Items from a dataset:
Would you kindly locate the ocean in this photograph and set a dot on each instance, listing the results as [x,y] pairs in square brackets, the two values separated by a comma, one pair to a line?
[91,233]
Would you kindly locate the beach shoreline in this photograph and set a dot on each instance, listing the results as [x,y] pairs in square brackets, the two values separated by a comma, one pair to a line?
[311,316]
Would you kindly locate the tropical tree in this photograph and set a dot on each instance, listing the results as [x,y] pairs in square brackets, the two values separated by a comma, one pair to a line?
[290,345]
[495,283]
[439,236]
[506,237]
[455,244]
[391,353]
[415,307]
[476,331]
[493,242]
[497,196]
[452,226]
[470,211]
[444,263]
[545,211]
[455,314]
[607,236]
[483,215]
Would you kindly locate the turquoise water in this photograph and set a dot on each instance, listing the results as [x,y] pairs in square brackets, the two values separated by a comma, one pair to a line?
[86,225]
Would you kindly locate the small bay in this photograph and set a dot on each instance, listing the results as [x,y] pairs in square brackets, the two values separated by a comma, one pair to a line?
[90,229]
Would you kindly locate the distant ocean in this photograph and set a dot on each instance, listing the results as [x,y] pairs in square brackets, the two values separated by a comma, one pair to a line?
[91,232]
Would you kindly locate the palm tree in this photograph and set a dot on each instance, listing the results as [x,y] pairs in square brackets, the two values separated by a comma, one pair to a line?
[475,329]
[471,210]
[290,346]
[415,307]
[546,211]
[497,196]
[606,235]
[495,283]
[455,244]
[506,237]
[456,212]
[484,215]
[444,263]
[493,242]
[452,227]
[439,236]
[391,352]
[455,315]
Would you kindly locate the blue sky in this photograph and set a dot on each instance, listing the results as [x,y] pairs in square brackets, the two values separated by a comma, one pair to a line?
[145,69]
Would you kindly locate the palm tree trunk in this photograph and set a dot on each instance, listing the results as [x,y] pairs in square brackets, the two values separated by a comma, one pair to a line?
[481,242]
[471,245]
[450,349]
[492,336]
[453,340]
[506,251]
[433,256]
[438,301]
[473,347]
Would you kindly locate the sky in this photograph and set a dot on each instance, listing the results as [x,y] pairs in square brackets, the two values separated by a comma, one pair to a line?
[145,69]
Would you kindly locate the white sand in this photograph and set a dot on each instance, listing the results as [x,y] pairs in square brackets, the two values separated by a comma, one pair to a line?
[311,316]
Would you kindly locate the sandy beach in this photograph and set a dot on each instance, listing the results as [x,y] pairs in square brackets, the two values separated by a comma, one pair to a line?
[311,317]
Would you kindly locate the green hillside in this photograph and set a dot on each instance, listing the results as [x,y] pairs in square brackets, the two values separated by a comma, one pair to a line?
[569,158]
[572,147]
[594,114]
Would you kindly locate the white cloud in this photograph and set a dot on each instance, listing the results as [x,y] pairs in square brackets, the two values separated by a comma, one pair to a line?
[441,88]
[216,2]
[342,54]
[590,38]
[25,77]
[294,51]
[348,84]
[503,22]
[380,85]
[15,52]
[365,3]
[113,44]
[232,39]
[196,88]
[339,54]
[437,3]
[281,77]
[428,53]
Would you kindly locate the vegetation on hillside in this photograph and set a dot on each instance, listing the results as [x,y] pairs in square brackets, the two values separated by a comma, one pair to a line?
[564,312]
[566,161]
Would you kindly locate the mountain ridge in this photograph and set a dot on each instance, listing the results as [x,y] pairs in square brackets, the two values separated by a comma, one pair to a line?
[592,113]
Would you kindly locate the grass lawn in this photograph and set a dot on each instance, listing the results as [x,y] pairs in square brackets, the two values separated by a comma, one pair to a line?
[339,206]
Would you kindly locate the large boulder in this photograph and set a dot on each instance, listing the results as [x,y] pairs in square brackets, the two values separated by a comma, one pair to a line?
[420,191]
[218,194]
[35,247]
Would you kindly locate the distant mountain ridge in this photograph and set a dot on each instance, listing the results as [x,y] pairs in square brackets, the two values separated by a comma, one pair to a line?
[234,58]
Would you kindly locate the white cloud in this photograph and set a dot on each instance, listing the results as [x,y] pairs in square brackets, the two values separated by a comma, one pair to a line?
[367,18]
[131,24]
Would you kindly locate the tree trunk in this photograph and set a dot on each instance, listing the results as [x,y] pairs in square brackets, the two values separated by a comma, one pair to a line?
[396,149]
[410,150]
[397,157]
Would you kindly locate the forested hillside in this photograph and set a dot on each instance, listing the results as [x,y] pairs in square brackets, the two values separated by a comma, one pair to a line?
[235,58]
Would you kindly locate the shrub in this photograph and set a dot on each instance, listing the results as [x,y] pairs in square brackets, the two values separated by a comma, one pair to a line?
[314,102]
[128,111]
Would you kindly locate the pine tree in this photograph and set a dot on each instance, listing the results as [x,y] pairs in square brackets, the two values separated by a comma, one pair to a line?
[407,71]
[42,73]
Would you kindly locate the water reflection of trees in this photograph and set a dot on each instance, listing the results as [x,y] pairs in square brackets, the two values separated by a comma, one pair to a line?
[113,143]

- [How to complete this task] Each line above needs to be output again, exactly as shown.

- [Finished task]
Would you kindly locate the ocean in this photograph and set a dot on each instance, listing the results as [x,y] pairs in square brackets, the two values separated by a comma, one pair to a line?
[91,233]
Would you kindly locate the beach shoreline in this photograph and set a dot on each instance, listing the results as [x,y] pairs in square brackets, the two values separated by a comma, one pair to a line?
[311,316]
Would you kindly locate the tropical tree in this photograph and set a dot on each instance, listing the results as [x,y] pairs in square brackets, the two values separated by a comma, one pair to a line?
[290,345]
[495,283]
[439,236]
[506,237]
[455,244]
[391,353]
[415,307]
[476,331]
[493,242]
[497,196]
[452,226]
[470,211]
[444,263]
[545,211]
[455,314]
[607,236]
[483,215]
Would you kindly locate the turquoise water in this photograph and set a dot on each instance, listing the results as [x,y] pairs in square brackets, the two values separated by a comma, one pair to a line?
[86,225]
Would you kindly locate the small bay in this photograph and set a dot on each instance, listing the results as [x,y] pairs in square brackets, the two values separated by a comma, one pair to a line?
[90,229]
Would you kindly locate the distant ocean in this photograph and set a dot on each instance, listing the results as [x,y] pairs in square brackets, the two values separated by a comma, one pair to a line?
[91,232]
Would you kindly locate the palm tree in this photograph and set a dot on each instance, listing the results as [x,y] pairs in square brackets, the two values separated by a comma, one pair to a line?
[475,329]
[471,210]
[290,346]
[415,307]
[546,211]
[497,196]
[606,235]
[495,283]
[455,244]
[506,237]
[456,212]
[484,215]
[444,263]
[493,242]
[452,227]
[439,236]
[391,352]
[455,315]
Would you kindly locate the blue sky in this photograph and set a dot on each instance, listing the results as [x,y] pairs in square brackets, the two values separated by a comma, one pair to a line?
[145,69]
Would you kindly locate the palm tree trunk in this photograph and set a dot on each instance, listing the results as [x,y] pairs in square brackets, the two values separated by a comma, one pair to a line?
[481,242]
[471,245]
[450,349]
[492,336]
[453,340]
[506,251]
[433,256]
[438,301]
[473,347]
Would you kindly locate the sky in this photograph and set a dot on each instance, listing the results as [x,y] pairs in square brackets, the two values separated by a comma, one pair to a line?
[145,69]
Would you kindly locate the white sand in this photograph and set a dot on each instance, listing the results as [x,y] pairs in square brackets, the two values separated by a comma, one pair to a line?
[311,316]
Would you kindly locate the sandy beach in this photograph and set a dot on each instance, listing the results as [x,y] pairs in square brackets, the two values separated by a comma, one pair to a line?
[311,317]
Would you kindly locate the green hillside in this photograph and set a dot on each instance, listing the results as [x,y] pairs in square brackets, the two values separated by a comma, one pair to a line?
[569,158]
[572,147]
[594,114]
Would you kindly locate the white cloud in this photograph and set a dot on each instance, listing the results as [x,y] pairs in square brackets, the two values separated by a comma, one pair to a line?
[441,88]
[216,2]
[342,54]
[590,38]
[25,77]
[294,51]
[348,84]
[503,22]
[380,85]
[15,52]
[365,3]
[113,44]
[232,39]
[196,88]
[339,54]
[437,3]
[281,77]
[428,53]
Would you kindly locate the vegetation on hillside in this photograph and set a dot on each instance, listing the results as [x,y] pairs in square brackets, the two values separated by a comma, one pair to a line?
[564,312]
[566,161]
Would you kindly locate the mountain ridge in this photograph and set a dot on each instance, listing the results as [x,y] pairs in square brackets, the two values separated by a comma, one pair to a line?
[592,113]
Would you kindly locate the grass lawn in this photograph and set a dot on each instance, listing the results as [x,y] pairs in square brackets, the two values separated by a comma, one pair to a line?
[339,206]
Would you kindly locate the large boulder in this photograph and set a dot on each instance, listing the results as [x,y] pairs in square brackets, the two values separated by a comma, one pair to a line?
[420,191]
[218,194]
[35,247]
Would you kindly locate the distant mountain ridge in this photograph and set a dot on each instance, listing the results as [x,y] pairs in square brackets, the two values separated by a comma, one pair to a line?
[234,58]
Would you kindly locate the white cloud in this photograph and set a dot on each instance, listing the results as [x,y] pairs in square brackets, the two values separated by a comma, one pair to a line?
[367,18]
[131,24]
Would you kindly locate the tree trunk in this photograph and set a dot on each instance, listing the results as [x,y] pairs in square brackets, the two values separated by a comma, one pair to a line?
[396,149]
[410,150]
[397,157]
Would you kindly locate the forested hillside in this photograph and set a dot on each instance, listing the results as [x,y] pairs in square brackets, the two values separated by a comma, one pair to a line?
[235,58]
Would you kindly locate the shrub in this photograph and set a dot on each instance, listing the results as [x,y] pairs in square brackets, the two values separated by a comma, one pair to a line?
[314,102]
[128,111]
Would you kindly locate the pine tree in this photograph and set a dot on each instance, listing the results as [x,y] pairs in square brackets, the two values separated by a comma, one pair to a line?
[407,71]
[42,73]
Would you kindly locate the water reflection of trees in this photograph and set a dot on each instance, listing the results as [x,y] pairs in square brackets, the two values separated by a comma, one pair to a line?
[113,143]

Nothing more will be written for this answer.